THE PROBLEM
Could you extract every line of the data below word for word, leaving the pictures out?

Records excerpted from a collection
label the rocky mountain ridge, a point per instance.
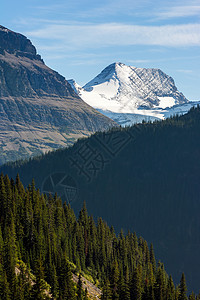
(129, 95)
(39, 110)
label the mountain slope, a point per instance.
(144, 178)
(39, 110)
(129, 95)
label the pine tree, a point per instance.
(182, 288)
(106, 291)
(79, 288)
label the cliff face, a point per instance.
(39, 110)
(129, 95)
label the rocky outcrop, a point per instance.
(39, 110)
(129, 95)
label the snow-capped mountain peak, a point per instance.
(137, 93)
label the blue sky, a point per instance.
(79, 38)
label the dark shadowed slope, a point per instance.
(39, 111)
(144, 178)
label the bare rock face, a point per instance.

TASK SOLUTION
label the rocky mountain ridge, a point per instance.
(129, 95)
(39, 110)
label the mountain slope, a point per instance.
(144, 178)
(39, 110)
(129, 95)
label the pine tree, a point per instance.
(182, 288)
(106, 291)
(79, 288)
label the cliff face, a point per instance.
(39, 110)
(129, 95)
label the rocky outcrop, a point per instance.
(39, 110)
(129, 95)
label the snow-capped mountain peak, a point per instance.
(137, 93)
label the blue sky, a point per instance.
(79, 38)
label the dark shadowed slope, a point per instance.
(39, 111)
(144, 178)
label the bare rock face, a point per instance.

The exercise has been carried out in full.